• Input data:

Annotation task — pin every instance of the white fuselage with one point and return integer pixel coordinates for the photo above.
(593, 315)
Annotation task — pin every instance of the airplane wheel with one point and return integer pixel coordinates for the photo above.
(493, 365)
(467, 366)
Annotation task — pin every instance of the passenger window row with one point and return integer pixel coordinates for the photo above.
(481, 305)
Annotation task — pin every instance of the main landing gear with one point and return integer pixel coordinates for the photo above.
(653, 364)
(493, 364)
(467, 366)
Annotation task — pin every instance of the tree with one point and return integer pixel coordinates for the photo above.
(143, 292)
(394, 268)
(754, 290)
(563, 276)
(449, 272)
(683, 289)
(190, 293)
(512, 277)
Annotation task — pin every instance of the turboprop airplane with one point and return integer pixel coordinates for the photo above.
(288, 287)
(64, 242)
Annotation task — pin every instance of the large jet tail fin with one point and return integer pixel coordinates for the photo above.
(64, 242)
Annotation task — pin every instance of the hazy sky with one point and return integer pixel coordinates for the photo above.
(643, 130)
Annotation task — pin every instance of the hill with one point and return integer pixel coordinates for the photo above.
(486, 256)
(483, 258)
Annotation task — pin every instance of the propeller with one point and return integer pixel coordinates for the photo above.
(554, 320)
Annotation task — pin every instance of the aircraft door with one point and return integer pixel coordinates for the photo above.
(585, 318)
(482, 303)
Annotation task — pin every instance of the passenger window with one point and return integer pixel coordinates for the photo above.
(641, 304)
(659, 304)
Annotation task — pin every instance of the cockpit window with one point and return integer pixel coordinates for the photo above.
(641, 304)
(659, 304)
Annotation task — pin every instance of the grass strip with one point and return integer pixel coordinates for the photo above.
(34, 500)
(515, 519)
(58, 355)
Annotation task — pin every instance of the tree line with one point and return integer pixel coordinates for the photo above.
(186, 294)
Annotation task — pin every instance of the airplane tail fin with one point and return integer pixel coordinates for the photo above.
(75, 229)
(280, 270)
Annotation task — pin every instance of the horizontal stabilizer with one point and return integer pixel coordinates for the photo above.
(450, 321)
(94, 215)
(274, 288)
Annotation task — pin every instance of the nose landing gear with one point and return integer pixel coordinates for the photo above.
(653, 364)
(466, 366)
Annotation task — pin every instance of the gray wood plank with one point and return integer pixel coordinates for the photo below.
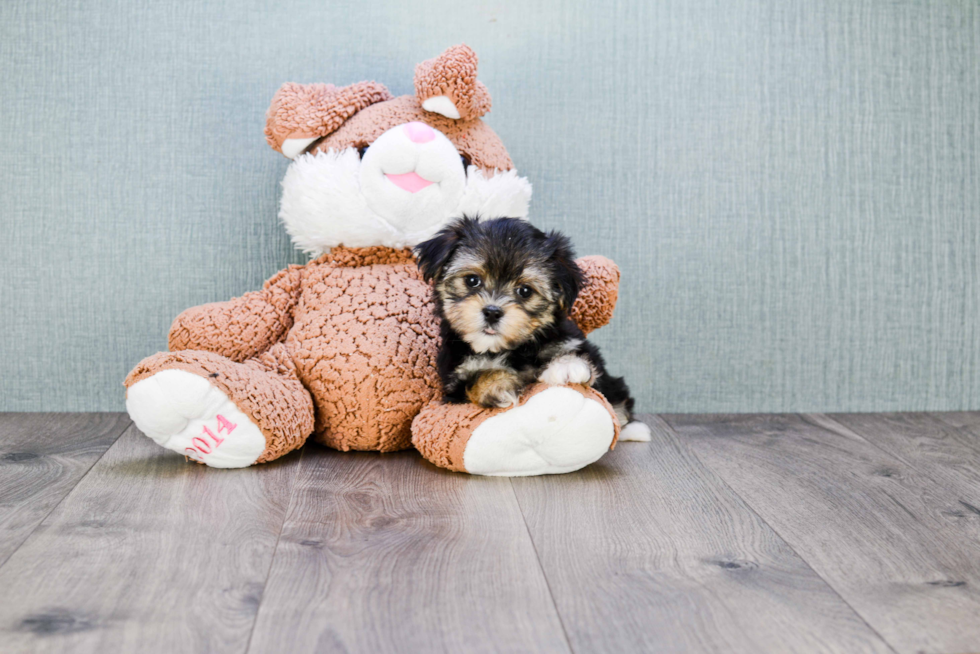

• The task: Would you give the data above again word for word, skipping any images?

• Output below:
Annotation task — pin every instance of the white fuselage with one point and return integer pixel coordinates for the photo above.
(593, 315)
Annotation task — pin every instance of the airplane wheel with one point and return integer pixel coordinates for the photo above.
(493, 365)
(467, 366)
Annotation task — pin every instance of the passenger window row with one point and return integer pixel coordinates for the photo above.
(481, 305)
Annotation task — pin every instance of the main landing gear with one point and return integer pixel coordinates for the photo above.
(653, 364)
(493, 364)
(467, 366)
Annotation task — pin every instance of the tree with one point and return integer pixel coordinates for the photo above.
(143, 292)
(394, 268)
(754, 290)
(563, 276)
(449, 272)
(683, 289)
(190, 293)
(512, 277)
Annotation task — pin every instance of the turboprop airplane with one point and return integer pixel coordinates for the photo above.
(288, 287)
(64, 242)
Annotation task — pin every instance of the large jet tail fin with one point and return integer pixel coordinates for the photo above.
(64, 242)
Annotation task — pin every instance of the hazy sky with one point and return integer pixel coordinates for the photo above.
(643, 130)
Annotation task — pin every instance of the hill with one point and return integer pixel coordinates for the photo above.
(486, 256)
(483, 258)
Annotation task — pin every instance of the propeller with one point and return integer pixel coordinates for the photo above.
(554, 320)
Annotation task — pin every instance of the aircraft door with one point and return integer pixel coordinates for the photo above.
(585, 318)
(482, 303)
Annotation task — pin every instance of the passenger window with one point and return integer pixel coordinates for the photo above.
(641, 304)
(659, 304)
Annotation task — pin every instance of the cockpit window with one point and return integer pixel coordinates for the photo above.
(641, 304)
(659, 304)
Annotation task — pin every instance of the grass strip with one point and return integer pixel coordinates for the photo above.
(34, 500)
(515, 519)
(58, 355)
Annotation task — pin every instance of the tree line with one point and return integer pixel coordinates for the photo above.
(186, 294)
Annotation task — pin every instance of the airplane tail fin with one point and return integer pixel coordinates for the photo above.
(75, 229)
(280, 270)
Annotation task — pin every instance of the horizontal stabilizer with one point and return integer pixel coordinates for the photo above.
(450, 321)
(94, 215)
(274, 288)
Annotation task — pin every instance of the nose landing gear with one point and return integer pixel coordinates for the photo above.
(653, 364)
(466, 366)
Annotation task — pin every instance of the gray wood plank with one point and return integer pixel coordinates for the photo below.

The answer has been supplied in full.